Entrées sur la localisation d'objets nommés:
******

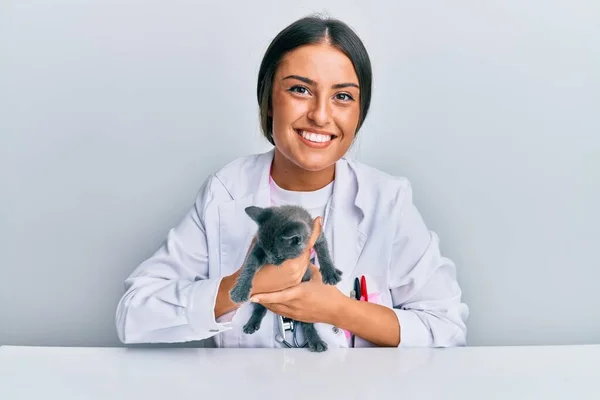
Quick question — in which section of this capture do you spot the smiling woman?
[117,13,468,351]
[257,18,372,190]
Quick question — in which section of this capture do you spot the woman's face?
[270,44,360,171]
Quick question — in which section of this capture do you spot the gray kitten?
[230,205,342,352]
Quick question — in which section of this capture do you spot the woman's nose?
[308,99,331,126]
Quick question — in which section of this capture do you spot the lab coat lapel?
[219,151,273,274]
[325,159,367,280]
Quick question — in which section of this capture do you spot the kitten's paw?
[229,285,250,303]
[244,318,261,335]
[321,268,342,285]
[308,339,327,353]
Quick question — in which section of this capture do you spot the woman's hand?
[248,217,321,296]
[250,264,349,325]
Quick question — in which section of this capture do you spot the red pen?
[360,275,369,302]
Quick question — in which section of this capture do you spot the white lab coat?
[116,150,469,348]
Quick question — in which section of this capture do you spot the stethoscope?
[275,315,308,349]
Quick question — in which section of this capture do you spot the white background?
[0,0,600,346]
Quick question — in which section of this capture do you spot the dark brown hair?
[256,16,373,145]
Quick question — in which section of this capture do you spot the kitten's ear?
[281,222,304,246]
[245,206,268,224]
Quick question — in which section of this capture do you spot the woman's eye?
[336,93,354,101]
[290,86,308,94]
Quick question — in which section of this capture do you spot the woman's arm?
[331,293,401,347]
[116,177,230,344]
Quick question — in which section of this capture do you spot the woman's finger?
[308,217,323,249]
[265,303,293,319]
[308,263,321,280]
[250,285,303,304]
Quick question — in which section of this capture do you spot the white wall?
[0,0,600,346]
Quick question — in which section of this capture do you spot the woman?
[117,17,468,347]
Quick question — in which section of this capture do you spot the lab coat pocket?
[354,275,391,347]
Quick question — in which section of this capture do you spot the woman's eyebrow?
[283,75,360,89]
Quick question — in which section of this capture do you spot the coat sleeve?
[116,176,230,344]
[390,181,469,347]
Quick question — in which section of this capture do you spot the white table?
[0,345,600,400]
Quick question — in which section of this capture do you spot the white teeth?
[302,131,331,143]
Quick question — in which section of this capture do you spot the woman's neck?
[271,149,335,192]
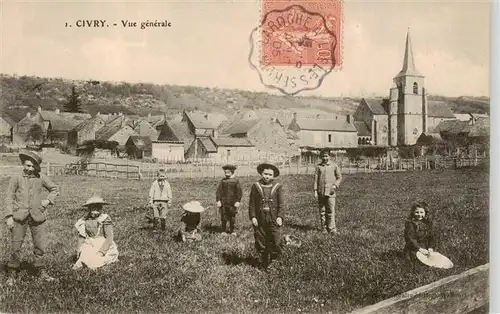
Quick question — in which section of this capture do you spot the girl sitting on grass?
[73,196,118,269]
[404,202,435,261]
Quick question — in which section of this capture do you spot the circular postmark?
[249,5,339,95]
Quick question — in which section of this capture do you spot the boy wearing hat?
[314,149,342,233]
[215,165,243,235]
[248,163,285,268]
[149,169,172,230]
[179,201,205,242]
[5,151,59,285]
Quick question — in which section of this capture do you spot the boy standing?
[314,149,342,234]
[248,163,285,268]
[149,169,172,230]
[5,151,59,285]
[215,165,243,235]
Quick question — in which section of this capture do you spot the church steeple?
[396,28,422,77]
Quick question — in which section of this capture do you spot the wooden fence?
[38,158,489,180]
[351,264,490,314]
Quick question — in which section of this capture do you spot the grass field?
[0,169,489,313]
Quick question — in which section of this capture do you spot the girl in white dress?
[73,196,118,269]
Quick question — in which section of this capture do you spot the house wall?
[108,125,137,146]
[297,130,358,148]
[0,117,12,144]
[151,142,184,161]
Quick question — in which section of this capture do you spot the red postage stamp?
[261,0,343,67]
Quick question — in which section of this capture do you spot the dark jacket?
[5,172,59,222]
[314,161,342,196]
[215,177,243,207]
[404,218,436,252]
[248,180,285,221]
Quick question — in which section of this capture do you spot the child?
[215,165,243,235]
[73,196,118,269]
[179,201,205,242]
[248,163,285,268]
[404,202,435,261]
[149,169,172,230]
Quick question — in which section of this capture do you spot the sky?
[0,0,490,97]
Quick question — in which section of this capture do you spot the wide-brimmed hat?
[222,165,236,171]
[182,201,205,213]
[156,169,167,179]
[83,195,109,207]
[257,163,280,178]
[19,150,42,171]
[283,234,302,247]
[416,252,453,269]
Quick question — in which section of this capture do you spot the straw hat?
[19,150,42,171]
[283,234,302,247]
[417,251,453,269]
[222,165,236,172]
[257,163,280,178]
[182,201,205,213]
[83,195,109,207]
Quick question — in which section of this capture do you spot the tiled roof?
[158,121,194,150]
[354,121,372,136]
[212,137,254,147]
[40,110,92,131]
[186,111,226,129]
[127,135,153,151]
[363,98,388,115]
[296,119,357,132]
[427,100,455,118]
[199,137,217,153]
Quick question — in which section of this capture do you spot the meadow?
[0,169,489,313]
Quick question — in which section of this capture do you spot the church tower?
[389,29,427,145]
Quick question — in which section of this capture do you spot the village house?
[152,141,185,162]
[96,114,138,148]
[354,32,456,146]
[0,113,16,145]
[288,115,358,150]
[187,136,255,162]
[125,135,153,159]
[68,113,107,147]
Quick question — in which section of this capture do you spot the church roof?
[396,29,422,77]
[363,98,388,115]
[427,101,456,119]
[354,121,372,136]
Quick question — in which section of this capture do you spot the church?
[353,30,456,146]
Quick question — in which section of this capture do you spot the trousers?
[318,195,337,230]
[7,215,48,268]
[153,201,168,219]
[220,206,237,233]
[253,212,281,262]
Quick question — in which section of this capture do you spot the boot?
[7,268,17,286]
[37,268,56,282]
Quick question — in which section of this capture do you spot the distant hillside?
[0,74,489,120]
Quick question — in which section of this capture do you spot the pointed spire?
[396,27,422,77]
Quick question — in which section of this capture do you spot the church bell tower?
[389,29,427,145]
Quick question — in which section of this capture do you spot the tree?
[64,85,83,112]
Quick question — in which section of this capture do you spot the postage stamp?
[249,0,343,95]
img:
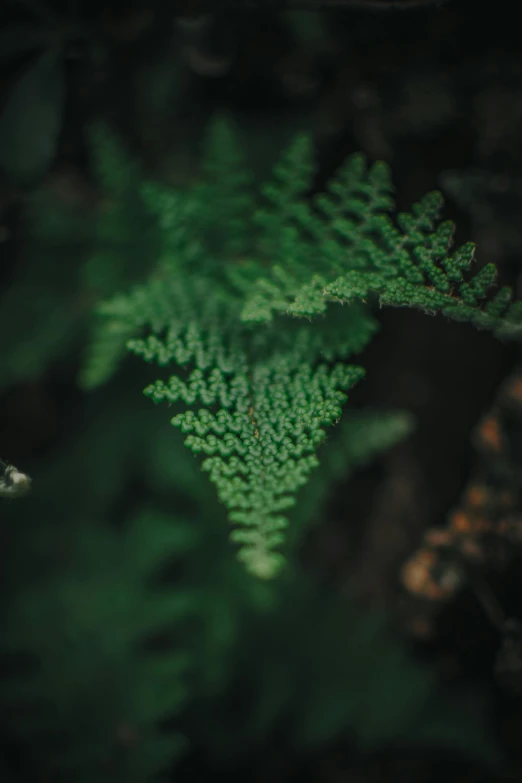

******

» **CONSIGNE**:
Mets à l'échelle les lignes allant de celle qui contient « the tiled roof? » jusqu'à la fin des enregistrements, bornes comprises. Recopie-les avec les demandes, multiplie par 2 chaque coordonnée des réponses en arrondissant à l'entier (les demis vers le haut), et ne reproduis pas les images.

» **SOLUTION**:
Quick question — in which section of this capture do you spot the tiled roof?
[316,242,388,300]
[708,242,744,272]
[424,274,508,294]
[80,220,184,262]
[372,222,452,258]
[254,270,306,302]
[726,196,776,230]
[592,238,714,264]
[854,200,910,236]
[398,274,434,306]
Quick question — in which section of this capture do you spot the meadow?
[0,338,978,626]
Quick question — in which section of this capture do you spot the church tower?
[778,58,854,290]
Quick question — in which section of this capture do you spot the village house?
[304,282,370,324]
[192,228,276,296]
[708,64,912,292]
[0,226,32,290]
[576,230,716,300]
[374,272,510,324]
[250,270,306,318]
[136,226,214,294]
Quick question — in which section of this capture do you spot the church roof?
[792,58,844,154]
[726,196,776,230]
[854,202,912,238]
[708,242,744,272]
Quick question — in which section of this capture do you spot the church?
[706,60,912,292]
Quick question — in which section of this capture do you spot the trousers?
[636,390,674,460]
[14,430,96,536]
[306,402,336,438]
[440,412,474,466]
[506,424,562,524]
Quick question — in which section of this capture do you spot the boot?
[14,536,34,572]
[74,536,112,564]
Quick question — in which section of this capture do you spot the distant hillside?
[0,148,978,240]
Quick question — in which section of this capture do you spot the pointed spire?
[792,54,844,154]
Quick question — in which section of this capture do you spot the church bell tower?
[778,58,854,290]
Quick question — in which section of this capture do you spot the tree?
[128,170,166,224]
Quick question — in which section of this capture do you spot the postage stamp?
[498,0,686,190]
img:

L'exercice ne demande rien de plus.